Beginning at the line with "Target: giraffe silhouette", output each line to the end of the listing below exactly, please.

▶ _Records supplied_
#####

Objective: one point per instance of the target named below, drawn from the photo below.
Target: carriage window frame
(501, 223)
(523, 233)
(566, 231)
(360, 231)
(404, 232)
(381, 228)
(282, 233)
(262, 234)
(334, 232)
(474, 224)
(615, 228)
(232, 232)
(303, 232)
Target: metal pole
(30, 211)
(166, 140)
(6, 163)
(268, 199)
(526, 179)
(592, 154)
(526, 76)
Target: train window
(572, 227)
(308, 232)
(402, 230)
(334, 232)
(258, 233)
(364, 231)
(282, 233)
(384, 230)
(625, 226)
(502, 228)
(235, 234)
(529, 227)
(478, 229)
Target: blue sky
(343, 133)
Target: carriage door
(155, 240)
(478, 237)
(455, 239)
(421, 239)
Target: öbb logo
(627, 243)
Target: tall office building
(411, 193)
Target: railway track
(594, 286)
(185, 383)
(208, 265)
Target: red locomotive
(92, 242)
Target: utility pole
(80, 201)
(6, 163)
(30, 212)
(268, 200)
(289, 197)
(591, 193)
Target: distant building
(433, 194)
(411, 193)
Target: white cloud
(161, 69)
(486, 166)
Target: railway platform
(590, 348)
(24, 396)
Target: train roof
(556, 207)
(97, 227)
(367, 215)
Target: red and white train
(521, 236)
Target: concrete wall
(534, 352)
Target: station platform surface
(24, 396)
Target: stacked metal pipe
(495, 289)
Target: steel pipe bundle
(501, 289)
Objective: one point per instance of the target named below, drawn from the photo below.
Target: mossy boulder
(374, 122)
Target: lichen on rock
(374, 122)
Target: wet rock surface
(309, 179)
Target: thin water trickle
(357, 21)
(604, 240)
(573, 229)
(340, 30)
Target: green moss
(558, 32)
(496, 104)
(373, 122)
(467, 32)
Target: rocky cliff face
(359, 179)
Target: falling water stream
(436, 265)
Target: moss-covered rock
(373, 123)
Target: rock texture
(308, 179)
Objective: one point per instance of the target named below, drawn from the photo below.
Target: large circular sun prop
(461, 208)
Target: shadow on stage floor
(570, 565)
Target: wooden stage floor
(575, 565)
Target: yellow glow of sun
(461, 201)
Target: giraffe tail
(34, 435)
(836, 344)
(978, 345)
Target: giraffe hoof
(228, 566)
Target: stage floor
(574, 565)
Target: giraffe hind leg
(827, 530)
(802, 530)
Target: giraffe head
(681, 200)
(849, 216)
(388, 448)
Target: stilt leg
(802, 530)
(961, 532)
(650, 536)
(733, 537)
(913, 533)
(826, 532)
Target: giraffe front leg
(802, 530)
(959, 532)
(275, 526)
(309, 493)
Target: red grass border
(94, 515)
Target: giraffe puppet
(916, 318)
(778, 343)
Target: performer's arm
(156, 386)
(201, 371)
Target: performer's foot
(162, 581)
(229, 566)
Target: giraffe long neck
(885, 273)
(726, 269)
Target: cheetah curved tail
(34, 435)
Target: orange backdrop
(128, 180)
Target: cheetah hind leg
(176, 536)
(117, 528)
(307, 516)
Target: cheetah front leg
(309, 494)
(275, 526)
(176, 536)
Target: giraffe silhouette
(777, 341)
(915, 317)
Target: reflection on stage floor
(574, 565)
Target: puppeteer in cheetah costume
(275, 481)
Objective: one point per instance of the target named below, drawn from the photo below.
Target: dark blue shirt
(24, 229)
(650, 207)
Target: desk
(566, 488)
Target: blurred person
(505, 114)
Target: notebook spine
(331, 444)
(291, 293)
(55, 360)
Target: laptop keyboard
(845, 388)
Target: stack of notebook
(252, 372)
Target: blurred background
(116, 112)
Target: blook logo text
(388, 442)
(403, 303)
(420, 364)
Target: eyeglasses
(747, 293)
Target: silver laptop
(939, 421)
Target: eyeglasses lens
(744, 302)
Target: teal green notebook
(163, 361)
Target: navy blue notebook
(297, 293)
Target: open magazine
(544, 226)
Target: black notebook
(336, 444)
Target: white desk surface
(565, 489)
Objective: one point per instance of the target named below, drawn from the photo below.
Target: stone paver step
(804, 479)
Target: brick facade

#####

▶ _Final answer_
Target: giraffe silhouette
(777, 341)
(915, 317)
Target: reflection on stage floor
(574, 565)
Target: puppeteer in cheetah costume
(275, 481)
Objective: one point per instance of the target named below, drawn from the photo below.
Target: dark blue shirt
(24, 229)
(650, 207)
Target: desk
(566, 488)
Target: blurred person
(505, 114)
Target: notebook spine
(331, 444)
(291, 293)
(55, 360)
Target: laptop keyboard
(845, 388)
Target: stack of notebook
(252, 372)
Target: blurred background
(116, 112)
Target: blook logo text
(388, 442)
(403, 303)
(420, 364)
Target: eyeglasses
(747, 293)
Target: silver laptop
(939, 421)
Target: eyeglasses lens
(744, 302)
Target: teal green notebook
(163, 361)
Target: navy blue notebook
(297, 293)
Target: open magazine
(544, 226)
Target: black notebook
(336, 444)
Target: white desk surface
(565, 489)
Objective: one point per instance of the target named below, drawn from the photo below.
Target: stone paver step
(804, 479)
Target: brick facade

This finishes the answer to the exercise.